### [Work instruction]
Tally up the lines in the following entries where the string "jacket" appears, and answer with the number alone.
(Beginning of Record extracts)
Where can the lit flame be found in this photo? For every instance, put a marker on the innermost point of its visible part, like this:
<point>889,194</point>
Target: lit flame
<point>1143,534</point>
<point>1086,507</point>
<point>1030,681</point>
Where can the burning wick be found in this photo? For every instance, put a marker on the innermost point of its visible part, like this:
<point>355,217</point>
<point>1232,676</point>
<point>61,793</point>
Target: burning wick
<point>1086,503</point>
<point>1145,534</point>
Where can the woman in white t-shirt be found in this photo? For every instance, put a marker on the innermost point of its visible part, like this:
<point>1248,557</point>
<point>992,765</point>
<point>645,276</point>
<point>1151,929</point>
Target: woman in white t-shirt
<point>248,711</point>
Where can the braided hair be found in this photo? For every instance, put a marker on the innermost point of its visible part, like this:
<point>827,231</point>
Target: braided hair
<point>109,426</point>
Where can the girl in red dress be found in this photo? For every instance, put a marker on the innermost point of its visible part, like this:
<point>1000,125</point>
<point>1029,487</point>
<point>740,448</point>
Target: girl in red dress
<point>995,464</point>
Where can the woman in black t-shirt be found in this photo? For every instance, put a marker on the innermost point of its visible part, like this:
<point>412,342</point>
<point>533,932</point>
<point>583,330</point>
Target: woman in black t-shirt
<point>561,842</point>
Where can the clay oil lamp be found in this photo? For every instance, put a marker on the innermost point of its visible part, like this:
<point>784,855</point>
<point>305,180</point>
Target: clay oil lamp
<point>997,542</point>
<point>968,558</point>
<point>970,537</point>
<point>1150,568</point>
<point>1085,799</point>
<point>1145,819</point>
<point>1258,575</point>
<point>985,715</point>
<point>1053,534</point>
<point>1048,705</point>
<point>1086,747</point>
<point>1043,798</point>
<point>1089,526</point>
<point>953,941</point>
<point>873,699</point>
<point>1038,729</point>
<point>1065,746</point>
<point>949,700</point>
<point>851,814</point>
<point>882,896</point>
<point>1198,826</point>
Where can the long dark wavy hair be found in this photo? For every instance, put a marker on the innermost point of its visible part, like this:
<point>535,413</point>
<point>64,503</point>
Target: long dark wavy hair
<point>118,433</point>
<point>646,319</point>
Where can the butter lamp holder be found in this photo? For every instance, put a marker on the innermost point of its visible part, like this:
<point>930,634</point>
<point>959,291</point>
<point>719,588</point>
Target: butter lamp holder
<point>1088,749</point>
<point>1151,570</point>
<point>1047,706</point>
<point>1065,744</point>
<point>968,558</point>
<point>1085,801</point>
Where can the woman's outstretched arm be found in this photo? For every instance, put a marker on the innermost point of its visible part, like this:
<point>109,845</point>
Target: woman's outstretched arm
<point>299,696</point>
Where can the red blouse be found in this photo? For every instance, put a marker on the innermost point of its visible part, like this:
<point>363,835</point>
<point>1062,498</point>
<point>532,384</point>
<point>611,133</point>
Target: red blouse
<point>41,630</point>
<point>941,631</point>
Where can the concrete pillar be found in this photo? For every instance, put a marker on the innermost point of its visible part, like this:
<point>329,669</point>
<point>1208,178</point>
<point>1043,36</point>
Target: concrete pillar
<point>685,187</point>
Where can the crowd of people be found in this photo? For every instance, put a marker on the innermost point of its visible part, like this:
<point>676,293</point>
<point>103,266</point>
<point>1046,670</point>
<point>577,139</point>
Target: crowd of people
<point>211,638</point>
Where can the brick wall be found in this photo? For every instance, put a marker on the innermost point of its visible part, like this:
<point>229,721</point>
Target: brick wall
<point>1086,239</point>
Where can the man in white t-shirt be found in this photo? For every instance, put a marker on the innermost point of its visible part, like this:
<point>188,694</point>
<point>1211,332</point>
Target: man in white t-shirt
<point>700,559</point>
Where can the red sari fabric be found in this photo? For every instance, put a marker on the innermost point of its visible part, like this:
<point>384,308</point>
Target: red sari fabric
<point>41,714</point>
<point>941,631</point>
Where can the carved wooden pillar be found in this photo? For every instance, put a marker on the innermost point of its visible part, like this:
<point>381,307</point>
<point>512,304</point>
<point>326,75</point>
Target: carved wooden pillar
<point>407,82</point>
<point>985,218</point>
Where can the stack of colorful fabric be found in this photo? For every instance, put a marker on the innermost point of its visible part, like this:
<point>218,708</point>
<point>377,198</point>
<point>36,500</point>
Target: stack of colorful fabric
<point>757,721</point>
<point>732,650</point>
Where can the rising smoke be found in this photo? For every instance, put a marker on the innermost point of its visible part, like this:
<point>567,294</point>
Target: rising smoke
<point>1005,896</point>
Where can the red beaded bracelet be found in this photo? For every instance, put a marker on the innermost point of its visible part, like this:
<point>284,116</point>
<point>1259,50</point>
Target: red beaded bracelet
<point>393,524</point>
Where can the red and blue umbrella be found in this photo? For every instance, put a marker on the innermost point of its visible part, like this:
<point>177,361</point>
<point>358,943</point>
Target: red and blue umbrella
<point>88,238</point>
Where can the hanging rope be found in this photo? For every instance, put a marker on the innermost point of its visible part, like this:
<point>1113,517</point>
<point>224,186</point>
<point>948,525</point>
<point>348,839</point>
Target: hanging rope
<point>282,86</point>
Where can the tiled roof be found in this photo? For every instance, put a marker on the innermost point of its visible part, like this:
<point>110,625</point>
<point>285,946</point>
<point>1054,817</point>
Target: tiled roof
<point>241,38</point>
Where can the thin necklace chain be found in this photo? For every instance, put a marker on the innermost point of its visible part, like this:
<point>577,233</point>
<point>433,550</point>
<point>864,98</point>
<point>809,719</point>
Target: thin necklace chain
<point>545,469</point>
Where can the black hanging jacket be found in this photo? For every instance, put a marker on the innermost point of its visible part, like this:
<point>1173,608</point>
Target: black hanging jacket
(End of Record extracts)
### [Your response]
2